## DOCUMENT EXCERPT
────────────────────────────────────────

An Ice Cold Grave is the third book in Harris’ Harper Connelly series, a dark mystery with feather-light touches of paranormal. For those who haven’t encountered it before Harper is a woman who gained the uncanny ability to sense the dead and read their last moment after being hit by lightning. After surviving a horrible, abusive childhood she and her step brother Tolliver travel around using her talent to survive.

In An Ice Cold Grave Harper and Tolliver have been called to Doraville, North Carolina where a woman, angry at the past sheriff’s handling of the disappearances of several teen boys, asks Harper to find the bodies of the boys that surely must be dead by now. Harper begins her hunt, and to her horror finds not only the six missing boys, but two others as well, all buried in what looks suspiciously like a serial killer’s dumping grounds.

Suddenly Harper finds herself not just blackmailed into staying nearby by the newly appointed sheriff, but a target of the serial killer’s outrage.

────────────────────────────────────────

## RECORD SET
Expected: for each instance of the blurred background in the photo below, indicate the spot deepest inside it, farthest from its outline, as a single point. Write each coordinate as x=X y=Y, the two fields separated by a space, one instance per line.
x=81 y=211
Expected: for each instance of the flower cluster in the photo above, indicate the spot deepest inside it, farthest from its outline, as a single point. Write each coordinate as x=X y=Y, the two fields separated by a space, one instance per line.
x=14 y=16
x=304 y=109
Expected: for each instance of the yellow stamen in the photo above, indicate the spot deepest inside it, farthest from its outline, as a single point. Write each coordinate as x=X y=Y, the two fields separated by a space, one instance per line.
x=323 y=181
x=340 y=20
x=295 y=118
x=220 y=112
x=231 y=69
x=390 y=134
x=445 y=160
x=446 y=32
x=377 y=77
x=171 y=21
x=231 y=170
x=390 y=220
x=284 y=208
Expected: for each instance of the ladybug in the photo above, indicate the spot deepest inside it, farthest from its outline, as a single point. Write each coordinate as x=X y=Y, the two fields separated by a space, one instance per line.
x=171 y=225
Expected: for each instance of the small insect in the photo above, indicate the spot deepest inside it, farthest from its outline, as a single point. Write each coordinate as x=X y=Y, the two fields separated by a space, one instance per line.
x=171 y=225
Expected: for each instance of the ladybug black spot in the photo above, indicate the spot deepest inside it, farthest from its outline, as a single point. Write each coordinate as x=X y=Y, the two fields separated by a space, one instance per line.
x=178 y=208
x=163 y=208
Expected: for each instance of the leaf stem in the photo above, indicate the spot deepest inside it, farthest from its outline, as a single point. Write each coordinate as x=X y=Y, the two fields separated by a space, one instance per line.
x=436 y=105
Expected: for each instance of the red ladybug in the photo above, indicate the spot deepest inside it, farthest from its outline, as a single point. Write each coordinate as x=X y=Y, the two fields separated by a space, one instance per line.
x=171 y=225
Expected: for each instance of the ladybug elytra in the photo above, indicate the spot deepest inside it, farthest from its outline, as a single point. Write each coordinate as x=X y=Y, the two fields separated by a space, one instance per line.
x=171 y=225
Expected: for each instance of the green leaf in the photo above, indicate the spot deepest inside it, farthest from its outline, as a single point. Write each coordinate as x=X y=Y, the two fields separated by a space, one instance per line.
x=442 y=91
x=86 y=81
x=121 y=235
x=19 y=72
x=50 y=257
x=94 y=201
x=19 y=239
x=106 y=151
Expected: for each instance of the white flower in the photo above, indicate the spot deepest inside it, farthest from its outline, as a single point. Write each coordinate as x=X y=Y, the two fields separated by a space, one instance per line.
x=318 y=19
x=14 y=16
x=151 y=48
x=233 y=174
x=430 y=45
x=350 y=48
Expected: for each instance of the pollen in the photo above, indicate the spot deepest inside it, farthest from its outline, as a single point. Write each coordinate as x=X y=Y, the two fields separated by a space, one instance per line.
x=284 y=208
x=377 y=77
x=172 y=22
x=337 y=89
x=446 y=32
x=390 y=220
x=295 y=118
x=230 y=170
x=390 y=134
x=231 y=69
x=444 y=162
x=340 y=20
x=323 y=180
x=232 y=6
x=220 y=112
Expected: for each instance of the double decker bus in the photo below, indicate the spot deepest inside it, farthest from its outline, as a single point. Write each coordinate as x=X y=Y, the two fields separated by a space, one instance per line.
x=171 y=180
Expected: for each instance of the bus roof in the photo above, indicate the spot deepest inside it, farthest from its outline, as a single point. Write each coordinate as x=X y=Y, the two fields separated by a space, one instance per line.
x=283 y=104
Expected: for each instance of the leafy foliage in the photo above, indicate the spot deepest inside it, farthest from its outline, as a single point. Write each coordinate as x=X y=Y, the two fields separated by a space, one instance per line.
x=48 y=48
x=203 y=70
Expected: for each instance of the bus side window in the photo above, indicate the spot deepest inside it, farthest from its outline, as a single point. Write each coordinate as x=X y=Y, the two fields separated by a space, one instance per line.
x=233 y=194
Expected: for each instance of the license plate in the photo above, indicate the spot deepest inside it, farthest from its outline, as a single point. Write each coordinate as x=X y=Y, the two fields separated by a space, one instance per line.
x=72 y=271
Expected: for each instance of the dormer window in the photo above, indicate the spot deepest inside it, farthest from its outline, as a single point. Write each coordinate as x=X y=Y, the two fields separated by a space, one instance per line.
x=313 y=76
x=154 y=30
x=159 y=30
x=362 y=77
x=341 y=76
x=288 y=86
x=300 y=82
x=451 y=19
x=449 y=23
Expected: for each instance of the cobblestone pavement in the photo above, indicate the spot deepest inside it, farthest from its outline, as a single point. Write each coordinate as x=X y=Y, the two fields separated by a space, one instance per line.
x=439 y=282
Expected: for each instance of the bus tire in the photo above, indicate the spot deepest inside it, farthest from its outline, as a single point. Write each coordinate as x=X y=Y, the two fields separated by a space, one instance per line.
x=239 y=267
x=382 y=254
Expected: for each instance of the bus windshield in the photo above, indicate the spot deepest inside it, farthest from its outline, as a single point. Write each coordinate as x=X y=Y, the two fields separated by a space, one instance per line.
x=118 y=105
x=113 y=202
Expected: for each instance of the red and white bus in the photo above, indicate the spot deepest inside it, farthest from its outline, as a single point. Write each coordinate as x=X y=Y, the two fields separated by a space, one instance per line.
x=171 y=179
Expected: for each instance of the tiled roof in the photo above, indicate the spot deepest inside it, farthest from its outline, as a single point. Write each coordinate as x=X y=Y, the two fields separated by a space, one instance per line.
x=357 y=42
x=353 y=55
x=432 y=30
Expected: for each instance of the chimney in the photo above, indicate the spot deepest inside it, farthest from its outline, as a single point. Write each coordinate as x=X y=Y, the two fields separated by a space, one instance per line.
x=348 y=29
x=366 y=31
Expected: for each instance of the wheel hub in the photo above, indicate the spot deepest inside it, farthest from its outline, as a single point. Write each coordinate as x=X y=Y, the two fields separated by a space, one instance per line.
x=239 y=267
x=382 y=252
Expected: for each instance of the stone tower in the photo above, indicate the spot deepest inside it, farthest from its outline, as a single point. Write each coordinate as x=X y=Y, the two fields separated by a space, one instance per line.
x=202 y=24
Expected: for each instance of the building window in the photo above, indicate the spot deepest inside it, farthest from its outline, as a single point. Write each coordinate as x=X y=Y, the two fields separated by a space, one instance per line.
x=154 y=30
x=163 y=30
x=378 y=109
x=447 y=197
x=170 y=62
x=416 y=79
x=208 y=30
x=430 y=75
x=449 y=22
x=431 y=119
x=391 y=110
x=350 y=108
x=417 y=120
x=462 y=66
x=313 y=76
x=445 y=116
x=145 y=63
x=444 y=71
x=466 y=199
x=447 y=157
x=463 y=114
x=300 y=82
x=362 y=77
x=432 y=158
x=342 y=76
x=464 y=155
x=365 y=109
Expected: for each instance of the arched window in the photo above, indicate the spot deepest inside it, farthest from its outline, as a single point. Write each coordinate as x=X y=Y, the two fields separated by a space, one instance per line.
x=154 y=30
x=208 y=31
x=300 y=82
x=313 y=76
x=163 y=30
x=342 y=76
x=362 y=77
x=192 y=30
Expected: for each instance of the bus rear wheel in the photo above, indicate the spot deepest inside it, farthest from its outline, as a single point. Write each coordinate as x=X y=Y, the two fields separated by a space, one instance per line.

────────────────────────────────────────

## LIST OF TASKS
(A) Repeat everything in the review of An Ice Cold Grave from "An Ice Cold Grave is" down to "talent to survive.".
(B) Write the next part of the review of An Ice Cold Grave, picking up right after its last sentence.
The lines above are separate material, apart from the review of An Ice Cold Grave.

## EXERCISE ANSWERS
(A)
An Ice Cold Grave is the third book in Harris’ Harper Connelly series, a dark mystery with feather-light touches of paranormal. For those who haven’t encountered it before Harper is a woman who gained the uncanny ability to sense the dead and read their last moment after being hit by lightning. After surviving a horrible, abusive childhood she and her step brother Tolliver travel around using her talent to survive.

(B)
As usual Harris offers a tale that features a delicate thread of darkness. There is true horror in this book, but by the characters trying to block it out, move past it and not dwelling on it, even when it rises up and tries to claim them, it becomes secondary, and undertow rather than a flood of dark themes. The characters are Harris’ strength. They are complex, easy to sympathize with and as a reader you find yourself wanting things to work out for them.

This particular book is more scattered than the previous books, but it reflects the complexity of the serial killer nature. Despite the attention focused on Harris’ other series, this is her best. An Ice Cold Grave is satisfying, page turner that fans of dark fiction should definitely give a chance.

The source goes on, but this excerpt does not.